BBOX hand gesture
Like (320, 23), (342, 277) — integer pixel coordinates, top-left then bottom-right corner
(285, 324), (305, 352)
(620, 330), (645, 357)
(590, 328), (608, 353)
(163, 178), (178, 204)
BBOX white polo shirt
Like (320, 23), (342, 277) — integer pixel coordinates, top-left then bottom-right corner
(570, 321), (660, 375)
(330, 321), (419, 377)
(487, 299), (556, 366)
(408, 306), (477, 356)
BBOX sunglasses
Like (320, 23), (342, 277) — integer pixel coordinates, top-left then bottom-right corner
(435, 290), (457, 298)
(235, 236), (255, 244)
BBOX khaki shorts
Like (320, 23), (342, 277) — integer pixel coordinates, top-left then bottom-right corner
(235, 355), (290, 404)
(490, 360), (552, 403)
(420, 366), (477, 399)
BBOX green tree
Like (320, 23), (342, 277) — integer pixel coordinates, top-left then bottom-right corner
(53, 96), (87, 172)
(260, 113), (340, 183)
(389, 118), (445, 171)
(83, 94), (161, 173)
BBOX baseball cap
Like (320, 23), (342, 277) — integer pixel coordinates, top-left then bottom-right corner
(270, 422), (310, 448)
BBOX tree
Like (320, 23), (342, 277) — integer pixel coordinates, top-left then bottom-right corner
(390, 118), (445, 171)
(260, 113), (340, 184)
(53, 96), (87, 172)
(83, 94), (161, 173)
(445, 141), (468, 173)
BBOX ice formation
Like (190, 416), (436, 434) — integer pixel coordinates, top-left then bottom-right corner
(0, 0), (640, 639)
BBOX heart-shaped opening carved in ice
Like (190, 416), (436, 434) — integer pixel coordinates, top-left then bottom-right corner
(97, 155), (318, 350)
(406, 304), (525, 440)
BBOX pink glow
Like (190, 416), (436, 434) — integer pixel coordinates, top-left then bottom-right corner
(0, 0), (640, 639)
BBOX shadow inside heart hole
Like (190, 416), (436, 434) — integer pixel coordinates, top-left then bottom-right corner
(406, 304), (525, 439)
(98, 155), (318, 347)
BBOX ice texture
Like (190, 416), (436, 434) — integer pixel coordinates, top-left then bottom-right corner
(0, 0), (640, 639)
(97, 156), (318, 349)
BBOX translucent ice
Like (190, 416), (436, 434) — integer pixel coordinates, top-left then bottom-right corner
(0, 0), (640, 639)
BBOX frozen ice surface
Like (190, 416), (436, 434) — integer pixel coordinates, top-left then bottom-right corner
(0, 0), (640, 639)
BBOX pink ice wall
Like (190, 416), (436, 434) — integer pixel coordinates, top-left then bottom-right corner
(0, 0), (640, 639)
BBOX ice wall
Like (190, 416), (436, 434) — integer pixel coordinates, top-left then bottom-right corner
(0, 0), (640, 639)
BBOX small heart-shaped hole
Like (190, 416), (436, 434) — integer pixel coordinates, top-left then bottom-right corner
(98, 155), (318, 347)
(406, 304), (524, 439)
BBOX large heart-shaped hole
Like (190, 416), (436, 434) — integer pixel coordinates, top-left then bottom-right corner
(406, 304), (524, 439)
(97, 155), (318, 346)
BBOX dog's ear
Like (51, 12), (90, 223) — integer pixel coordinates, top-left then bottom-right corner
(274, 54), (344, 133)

### WORK TO DO
Reproduce all of the rows above verbatim, keeping every character and line break unchanged.

### WRITTEN SOLUTION
BBOX hand gesture
Like (320, 23), (342, 277) — integer pixel coordinates, top-left then bottom-right corner
(285, 324), (305, 352)
(620, 330), (645, 357)
(590, 328), (608, 353)
(163, 178), (178, 204)
BBOX white polo shirt
Like (320, 23), (342, 277) — integer pixel coordinates, top-left then bottom-right corner
(570, 321), (660, 375)
(330, 321), (419, 377)
(487, 299), (556, 366)
(408, 306), (477, 356)
BBOX sunglasses
Like (320, 23), (342, 277) — integer pixel coordinates, top-left then bottom-right corner
(435, 290), (457, 298)
(235, 236), (255, 244)
BBOX khaki shorts
Like (320, 23), (342, 277) — integer pixel coordinates, top-left then bottom-right corner
(235, 355), (290, 404)
(490, 360), (552, 403)
(420, 366), (477, 399)
BBOX green tree
Like (320, 23), (342, 277) — integer pixel coordinates, top-left then bottom-right corner
(53, 96), (87, 172)
(260, 113), (340, 183)
(389, 118), (445, 171)
(83, 94), (161, 173)
BBOX baseball cap
Like (320, 23), (342, 277) — integer pixel coordinates, top-left then bottom-right corner
(270, 422), (310, 448)
BBOX tree
Like (320, 23), (342, 277) — integer pixel coordinates, top-left then bottom-right corner
(390, 118), (445, 171)
(260, 113), (340, 184)
(53, 96), (87, 172)
(83, 94), (161, 173)
(445, 141), (468, 173)
BBOX ice formation
Like (190, 416), (436, 434) — integer pixel coordinates, top-left then bottom-right corner
(0, 0), (640, 639)
BBOX heart-shaped opening carved in ice
Like (190, 416), (436, 434) — integer pixel coordinates, top-left then bottom-right corner
(97, 155), (318, 350)
(406, 304), (525, 440)
BBOX pink glow
Like (190, 416), (436, 434) — integer pixel coordinates, top-left then bottom-right corner
(0, 0), (640, 639)
BBOX shadow inside heart hole
Like (190, 416), (436, 434) — integer pixel coordinates, top-left then bottom-right corner
(406, 304), (525, 439)
(98, 155), (318, 347)
BBOX ice texture
Like (190, 416), (436, 434) — integer pixel coordinates, top-left then bottom-right corner
(0, 0), (640, 639)
(97, 156), (318, 349)
BBOX translucent ice
Like (190, 416), (436, 434) — integer pixel coordinates, top-left then bottom-right corner
(0, 0), (640, 639)
BBOX frozen ice surface
Like (190, 416), (436, 434) — integer pixel coordinates, top-left then bottom-right corner
(0, 0), (640, 639)
BBOX pink ice wall
Like (190, 416), (436, 434) — integer pixel coordinates, top-left then bottom-right corner
(0, 0), (640, 639)
BBOX ice wall
Like (190, 416), (436, 434) — integer pixel coordinates, top-left then bottom-right corner
(0, 0), (640, 639)
BBOX small heart-shaped hole
Like (190, 416), (436, 434) — integer pixel coordinates, top-left then bottom-right corner
(98, 155), (318, 347)
(406, 304), (524, 439)
BBOX large heart-shaped hole
Like (190, 416), (436, 434) — integer pixel coordinates, top-left then bottom-right corner
(406, 304), (524, 439)
(97, 155), (318, 346)
BBOX dog's ear
Like (51, 12), (90, 223) — integer pixel coordinates, top-left then bottom-right corner
(274, 54), (344, 133)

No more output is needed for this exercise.